** DATA follows **
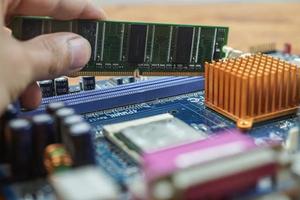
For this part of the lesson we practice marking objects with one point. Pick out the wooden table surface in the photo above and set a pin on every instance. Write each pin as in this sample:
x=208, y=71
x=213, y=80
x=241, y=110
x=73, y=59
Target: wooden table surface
x=250, y=23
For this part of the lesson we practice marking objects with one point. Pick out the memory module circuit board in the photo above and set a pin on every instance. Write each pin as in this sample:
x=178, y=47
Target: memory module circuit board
x=122, y=48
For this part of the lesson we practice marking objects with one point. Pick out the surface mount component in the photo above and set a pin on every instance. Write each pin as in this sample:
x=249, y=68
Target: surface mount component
x=121, y=48
x=252, y=89
x=150, y=134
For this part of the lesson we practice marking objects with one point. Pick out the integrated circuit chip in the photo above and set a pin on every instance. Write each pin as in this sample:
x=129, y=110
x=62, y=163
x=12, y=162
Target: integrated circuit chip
x=150, y=134
x=137, y=43
x=88, y=29
x=122, y=48
x=184, y=40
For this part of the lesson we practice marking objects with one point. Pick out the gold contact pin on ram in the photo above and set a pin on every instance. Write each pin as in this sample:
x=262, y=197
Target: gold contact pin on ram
x=252, y=89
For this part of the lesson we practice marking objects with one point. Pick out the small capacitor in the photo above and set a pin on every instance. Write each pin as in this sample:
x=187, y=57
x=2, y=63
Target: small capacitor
x=67, y=123
x=21, y=146
x=119, y=81
x=43, y=135
x=81, y=145
x=10, y=113
x=61, y=85
x=87, y=83
x=53, y=107
x=56, y=158
x=47, y=88
x=131, y=79
x=60, y=115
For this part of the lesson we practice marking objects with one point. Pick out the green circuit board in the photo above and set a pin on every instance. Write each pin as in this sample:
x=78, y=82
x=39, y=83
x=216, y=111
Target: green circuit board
x=122, y=48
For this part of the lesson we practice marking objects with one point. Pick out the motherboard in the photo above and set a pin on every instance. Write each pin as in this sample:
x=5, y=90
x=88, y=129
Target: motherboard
x=157, y=137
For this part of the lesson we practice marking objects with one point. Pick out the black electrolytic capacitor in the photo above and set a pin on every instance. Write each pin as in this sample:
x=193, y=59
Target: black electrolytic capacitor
x=60, y=115
x=10, y=113
x=53, y=107
x=21, y=148
x=61, y=85
x=87, y=83
x=47, y=88
x=67, y=123
x=43, y=135
x=81, y=145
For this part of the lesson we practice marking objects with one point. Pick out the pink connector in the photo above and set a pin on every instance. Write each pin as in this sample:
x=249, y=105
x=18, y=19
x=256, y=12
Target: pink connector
x=208, y=169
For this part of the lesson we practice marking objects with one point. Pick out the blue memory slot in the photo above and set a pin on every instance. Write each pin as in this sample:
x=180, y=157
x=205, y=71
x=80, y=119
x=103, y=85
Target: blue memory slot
x=124, y=95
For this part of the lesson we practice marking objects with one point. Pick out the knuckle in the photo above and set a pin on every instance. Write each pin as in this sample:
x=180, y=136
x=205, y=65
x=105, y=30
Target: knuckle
x=57, y=54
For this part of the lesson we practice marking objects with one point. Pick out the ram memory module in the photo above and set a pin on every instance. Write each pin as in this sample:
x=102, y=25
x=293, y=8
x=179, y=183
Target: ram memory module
x=122, y=48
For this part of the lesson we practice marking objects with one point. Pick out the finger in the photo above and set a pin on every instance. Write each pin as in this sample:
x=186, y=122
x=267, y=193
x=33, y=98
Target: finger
x=59, y=9
x=2, y=11
x=56, y=54
x=31, y=97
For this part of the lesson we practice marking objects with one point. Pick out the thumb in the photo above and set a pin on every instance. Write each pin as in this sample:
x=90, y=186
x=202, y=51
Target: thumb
x=56, y=54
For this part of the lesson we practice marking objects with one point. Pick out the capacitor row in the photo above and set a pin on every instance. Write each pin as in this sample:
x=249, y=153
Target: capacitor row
x=60, y=86
x=25, y=142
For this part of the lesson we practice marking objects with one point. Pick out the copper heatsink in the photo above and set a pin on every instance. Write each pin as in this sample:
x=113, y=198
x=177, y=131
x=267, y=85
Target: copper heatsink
x=252, y=89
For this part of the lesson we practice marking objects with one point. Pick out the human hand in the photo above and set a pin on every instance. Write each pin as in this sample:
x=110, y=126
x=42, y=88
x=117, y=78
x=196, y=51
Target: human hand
x=44, y=57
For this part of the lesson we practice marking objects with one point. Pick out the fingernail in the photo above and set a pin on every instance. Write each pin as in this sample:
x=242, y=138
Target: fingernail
x=80, y=50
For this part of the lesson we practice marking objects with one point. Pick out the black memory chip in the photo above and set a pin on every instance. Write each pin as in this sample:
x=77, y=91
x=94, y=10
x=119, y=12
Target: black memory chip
x=184, y=39
x=137, y=42
x=87, y=29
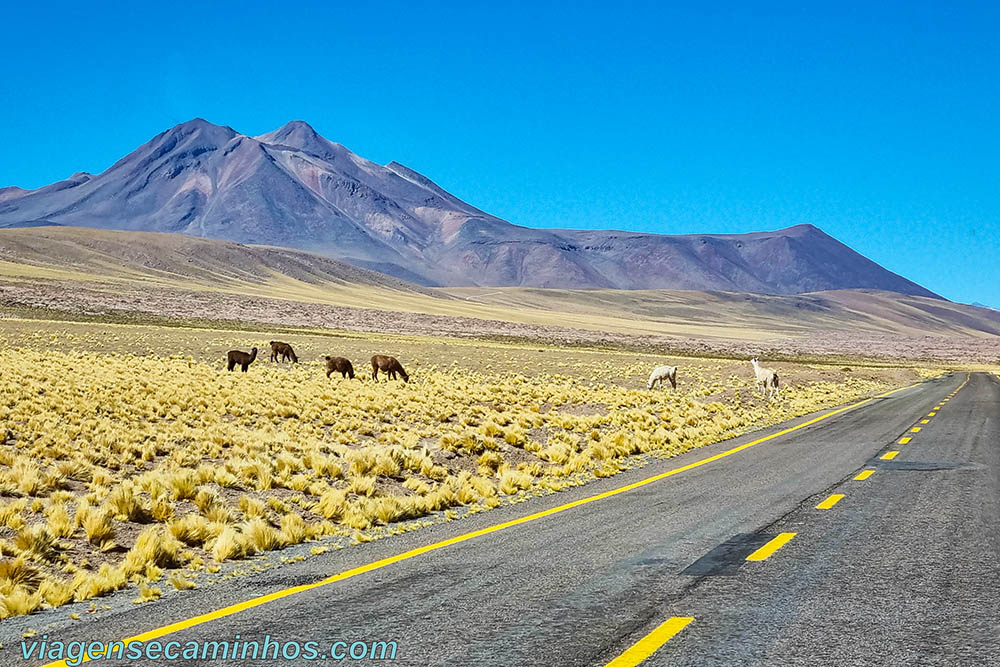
** End of DATA **
The entries need to be restated exactly, and their pictures left out.

RESULT →
For this part of the lesson we practice marking objects with one point. Pick out the wooden table surface in the photo above and set a pin on every instance. Write each pin as in this sample:
x=208, y=71
x=213, y=80
x=241, y=110
x=73, y=59
Target: wooden table surface
x=250, y=23
For this part of the lesson we practice marking objects with one point. Pick out the memory module circuit board in the photo above and set a pin on every instance. Write each pin as in this sample:
x=178, y=47
Target: memory module circuit board
x=122, y=48
For this part of the lesson we practice marking objects with one point. Pick out the surface mount component in the photo above and set a pin on every instance. Write each pin as in this sample:
x=249, y=68
Target: surface mount component
x=121, y=48
x=252, y=89
x=150, y=134
For this part of the lesson we practice marking objects with one point. Pick out the integrated circuit chip in the photo above and set a pin on every instance. Write each pin as in this sample:
x=129, y=110
x=62, y=163
x=12, y=162
Target: integrated circuit chip
x=150, y=134
x=137, y=43
x=88, y=29
x=122, y=48
x=184, y=40
For this part of the lesson we practice marking objects with one point. Pick out the gold contact pin on ram in the photo above and set a pin on every instance. Write each pin as in this sample:
x=262, y=197
Target: gold contact pin on ram
x=252, y=89
For this part of the lesson we practice marking objects with one point. Pick out the small capacitor in the photo above and set a pin on every instance. Write each pin as in this sample:
x=187, y=57
x=2, y=63
Target: small capacitor
x=67, y=123
x=21, y=146
x=119, y=81
x=43, y=135
x=81, y=145
x=10, y=113
x=61, y=85
x=87, y=83
x=53, y=107
x=56, y=158
x=47, y=88
x=131, y=79
x=60, y=115
For this part of the lesson we practice marking objects with one point. Pick out the green circuit board in the photo above and set a pin on every instance. Write each pin as in this sample:
x=78, y=82
x=39, y=83
x=216, y=111
Target: green circuit board
x=122, y=48
For this part of the lesson we practice marking objects with one point. Pick out the motherboard in the photo above and set a pin on every instance. Write each pin as in this sample:
x=5, y=90
x=88, y=129
Target: motherboard
x=157, y=137
For this part of the lesson we practice marking objects with one point. Pick out the black electrolytic capacitor in the photo above and set a pin on every instance. Write each pin as in this sample:
x=193, y=59
Target: black electrolytic capacitor
x=60, y=115
x=10, y=113
x=53, y=107
x=21, y=148
x=61, y=85
x=87, y=83
x=47, y=88
x=67, y=123
x=43, y=135
x=81, y=145
For this part of the lesson we practice marking objects with one point. Pick out the pink connector in the photo above and set a pin on every instance. Write each pin as in this sample:
x=249, y=105
x=18, y=19
x=256, y=12
Target: pink connector
x=208, y=169
For this part of the lesson we practice marking objects with one point. Pick out the blue memory slot in the photo above and set a pin on every instance. Write each pin as in this sample:
x=180, y=157
x=205, y=71
x=80, y=119
x=103, y=85
Target: blue memory slot
x=124, y=95
For this part of the lesson we practice marking objects with one point. Pick out the knuckle in the photo above and set a pin on every instance. Write each pin as in this sample:
x=180, y=136
x=205, y=65
x=105, y=30
Target: knuckle
x=57, y=54
For this part of the lesson we practice marking objects with one point. Pick out the ram memory module in the photo above and set a pin on every instance. Write each pin as in this sample:
x=102, y=25
x=293, y=8
x=179, y=183
Target: ram memory module
x=122, y=48
For this part of the lesson we practice marking objects with one point. Pick out the finger in the photo above and set a pin on every instance. Write each pin as in this sample:
x=186, y=122
x=267, y=193
x=33, y=98
Target: finger
x=59, y=9
x=2, y=11
x=56, y=54
x=31, y=97
For this part of the lesson we practice marking objects with one point. Pick out the thumb in the photo above and set a pin on every instance. Write each pin as in this sample:
x=90, y=186
x=202, y=51
Target: thumb
x=56, y=54
For this part of the lesson we practice marking objects with one point. Pick out the capacitor row in the photo above and set a pin on every instance. Write each pin as in this sample:
x=249, y=153
Target: capacitor row
x=60, y=86
x=25, y=142
For this part of the lesson we practice marking objects with one point. Pick out the copper heatsink in the photo above and set a pin on every instance. Write each pin as in this sample:
x=113, y=198
x=177, y=131
x=267, y=85
Target: copper heatsink
x=252, y=89
For this part of the lesson we practice marking objects with one point. Pick out the human hand in the photo above and set a pin on every instance. Write each pin as in this sample:
x=110, y=126
x=42, y=88
x=117, y=78
x=196, y=51
Target: human hand
x=44, y=57
For this part of the lesson we practice marking objects with one point. Pick out the fingernail in the photo above and set a pin on every instance. Write each pin as in this sample:
x=242, y=138
Target: fingernail
x=80, y=50
For this part of the lesson we practice marking objects with one point. Pick out the black memory chip in the photo above and set a pin on every instance. Write each pin as in this sample:
x=77, y=91
x=94, y=10
x=119, y=12
Target: black memory chip
x=184, y=39
x=137, y=42
x=87, y=29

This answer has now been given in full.